(Information shown)

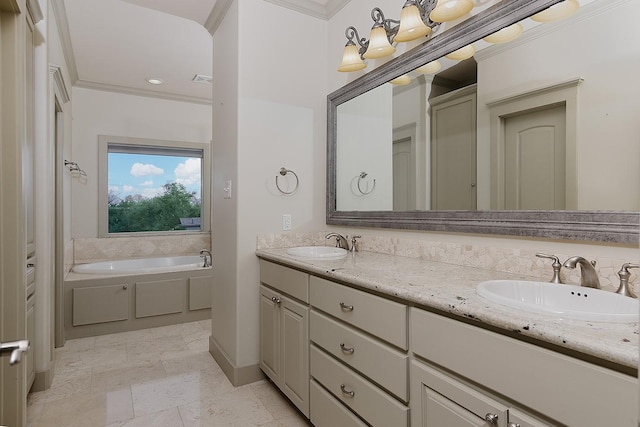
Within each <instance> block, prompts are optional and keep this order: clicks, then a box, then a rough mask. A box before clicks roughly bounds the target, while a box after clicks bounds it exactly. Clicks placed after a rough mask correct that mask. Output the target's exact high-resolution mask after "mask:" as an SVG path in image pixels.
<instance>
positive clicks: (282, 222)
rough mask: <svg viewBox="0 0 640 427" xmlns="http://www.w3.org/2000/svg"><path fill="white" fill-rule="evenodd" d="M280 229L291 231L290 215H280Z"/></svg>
mask: <svg viewBox="0 0 640 427" xmlns="http://www.w3.org/2000/svg"><path fill="white" fill-rule="evenodd" d="M282 229H283V230H285V231H286V230H291V214H284V215H282Z"/></svg>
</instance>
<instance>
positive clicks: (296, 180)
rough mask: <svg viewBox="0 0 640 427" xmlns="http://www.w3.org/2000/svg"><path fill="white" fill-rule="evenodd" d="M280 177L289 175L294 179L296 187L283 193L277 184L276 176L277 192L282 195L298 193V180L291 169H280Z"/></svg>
mask: <svg viewBox="0 0 640 427" xmlns="http://www.w3.org/2000/svg"><path fill="white" fill-rule="evenodd" d="M279 173H280V176H286V175H287V174H289V173H291V174H292V175H293V176H294V177H295V179H296V185H295V186H294V187H293V190H291V191H284V190H283V189H282V188H280V183H279V182H278V175H276V187H277V188H278V191H279V192H281V193H282V194H286V195H289V194H293V193H295V192H296V191H298V185H299V184H300V180H299V179H298V175H296V173H295V172H294V171H292V170H291V169H287V168H285V167H282V168H280V172H279Z"/></svg>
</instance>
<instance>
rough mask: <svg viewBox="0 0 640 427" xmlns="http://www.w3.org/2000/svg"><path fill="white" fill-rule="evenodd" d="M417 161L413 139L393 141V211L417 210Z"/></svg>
mask: <svg viewBox="0 0 640 427" xmlns="http://www.w3.org/2000/svg"><path fill="white" fill-rule="evenodd" d="M414 164H415V159H414V156H413V154H412V144H411V138H404V139H401V140H398V141H393V210H394V211H411V210H415V208H416V201H415V199H416V198H415V182H416V173H415V167H413V165H414Z"/></svg>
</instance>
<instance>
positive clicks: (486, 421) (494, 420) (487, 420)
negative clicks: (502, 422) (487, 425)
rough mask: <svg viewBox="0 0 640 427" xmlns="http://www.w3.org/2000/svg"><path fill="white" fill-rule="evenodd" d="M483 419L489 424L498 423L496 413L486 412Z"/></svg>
mask: <svg viewBox="0 0 640 427" xmlns="http://www.w3.org/2000/svg"><path fill="white" fill-rule="evenodd" d="M484 420H485V421H486V422H488V423H490V424H493V425H496V426H497V425H498V415H497V414H490V413H489V414H487V415H485V416H484Z"/></svg>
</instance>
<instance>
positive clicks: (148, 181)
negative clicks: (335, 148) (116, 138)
mask: <svg viewBox="0 0 640 427" xmlns="http://www.w3.org/2000/svg"><path fill="white" fill-rule="evenodd" d="M108 161H109V177H108V181H109V183H108V185H109V190H110V191H112V192H113V193H115V194H117V195H118V197H119V198H121V199H124V198H125V197H126V196H128V195H135V194H141V195H142V196H144V197H147V198H152V197H155V196H157V195H159V194H162V186H163V185H165V184H167V183H169V182H178V183H181V184H184V185H185V187H186V188H187V190H188V191H195V192H196V197H197V198H200V182H201V178H200V176H201V175H200V168H201V160H200V159H199V158H189V157H175V156H158V155H150V154H122V153H109V160H108Z"/></svg>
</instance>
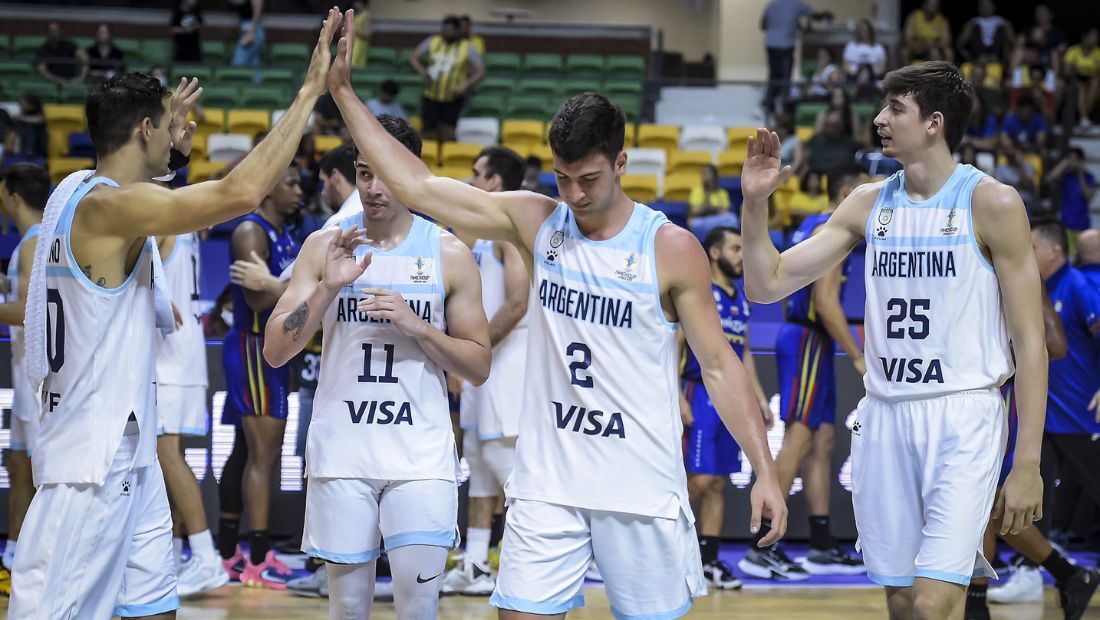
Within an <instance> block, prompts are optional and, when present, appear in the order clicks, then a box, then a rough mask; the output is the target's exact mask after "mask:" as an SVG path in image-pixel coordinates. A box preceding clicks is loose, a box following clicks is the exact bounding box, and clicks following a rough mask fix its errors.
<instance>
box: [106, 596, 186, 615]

(End Information shown)

Exercise directions:
Lines holding the word "order" should be copied from the entries above.

Task solution:
Within each <instance> block, prompts are optional and keep this order: clicks, then a box, then a rough mask. A box before clicks roughly bounds the target, while a box after clicks bounds it exactly. Clicks placed after a rough mask correct that mask. Output the target's exact high-resolution mask after "mask:" as an SVG path in image pixels.
Within an <instance> block, prompts are optional and, when present, appear in the order clicks, then a box, then a rough mask; the output is the target's exact mask after "mask:" as an SVG path in image-pixel coordinates. A box preceding clicks is loose, a box following clicks is the exact bounding box, and clicks following a rough mask fix its errors.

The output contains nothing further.